2.8 Detection of Copper Concentration in the Cells
We added 0.5 mL of HNO3 and 0.5 mL of hydrogen peroxide to the cells. The cells were then heated and digested at 90°C for 1 h, and the solution was cooled to room temperature, diluted with ultrapure water to 5 mL, and mixed well. Copper quantification was performed by Beijing Zhongke Baise Testing Technology Co., Ltd. using the NexION 300D ICP-MS (PerkinElmer, Waltham, MA, USA).
2.9 Periodic Acid-Schiff (PAS) Staining
After fixing, the renal tissues were washed, dehydrated, embedded and sliced to a thickness of 2 µm and then soaked in absolute ethanol, 95% ethanol and 70% ethanol for 5 minutes in sequence. The slices were immersed in periodate oxidation solution for 10–20 minutes, washed, dyed with Schiff solution at 37°C for 20 minutes, and washed again. The nucleus was stained with haematoxylin for 3 minutes, differentiated in hydrochloric, and washed with tap water until the nucleus turned blue. Following this, the tissue sections were dehydrated and blocked. Two nephrologists observed each sample in a double-blind manner, and each sample was scored using a light microscope at 200× magnification. Each sample was observed under at least 10 non-repetitive visual fields. The degree of renal tubular injury was evaluated by estimating the percentage of tubular epithelial necrosis, as follows: 0 points for no injury; 1 point (0–10%) and 2 points (11–20%) for minor injury; 3 points (21–40%) and 4 points (41–60%) for moderate injury; and 5 points (61–75%) and 6 points (> 75%) for serious injury.

:: AIM OF THE TASK ::
Rewrite the methods passage from "2.8 Detection of" to "Waltham, MA, USA).", replacing "ultrapure water" with "deionized water". The records have no connection to the methods passage.

:: RECORDS ::

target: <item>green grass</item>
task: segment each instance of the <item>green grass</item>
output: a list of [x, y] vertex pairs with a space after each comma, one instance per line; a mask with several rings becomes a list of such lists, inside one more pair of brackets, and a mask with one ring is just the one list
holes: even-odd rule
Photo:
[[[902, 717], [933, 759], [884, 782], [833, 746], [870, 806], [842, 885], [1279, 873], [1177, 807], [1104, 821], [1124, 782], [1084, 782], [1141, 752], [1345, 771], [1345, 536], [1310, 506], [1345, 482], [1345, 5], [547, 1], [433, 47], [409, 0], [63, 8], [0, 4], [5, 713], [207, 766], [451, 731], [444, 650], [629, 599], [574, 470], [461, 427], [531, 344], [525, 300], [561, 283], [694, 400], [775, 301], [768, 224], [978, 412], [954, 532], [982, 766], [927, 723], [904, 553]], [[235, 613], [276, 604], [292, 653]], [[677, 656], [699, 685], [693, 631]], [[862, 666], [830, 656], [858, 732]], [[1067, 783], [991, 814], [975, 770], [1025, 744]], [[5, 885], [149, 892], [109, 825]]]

:: RESULT OF THIS TASK ::
2.8 Detection of Copper Concentration in the Cells
We added 0.5 mL of HNO3 and 0.5 mL of hydrogen peroxide to the cells. The cells were then heated and digested at 90°C for 1 h, and the solution was cooled to room temperature, diluted with deionized water to 5 mL, and mixed well. Copper quantification was performed by Beijing Zhongke Baise Testing Technology Co., Ltd. using the NexION 300D ICP-MS (PerkinElmer, Waltham, MA, USA).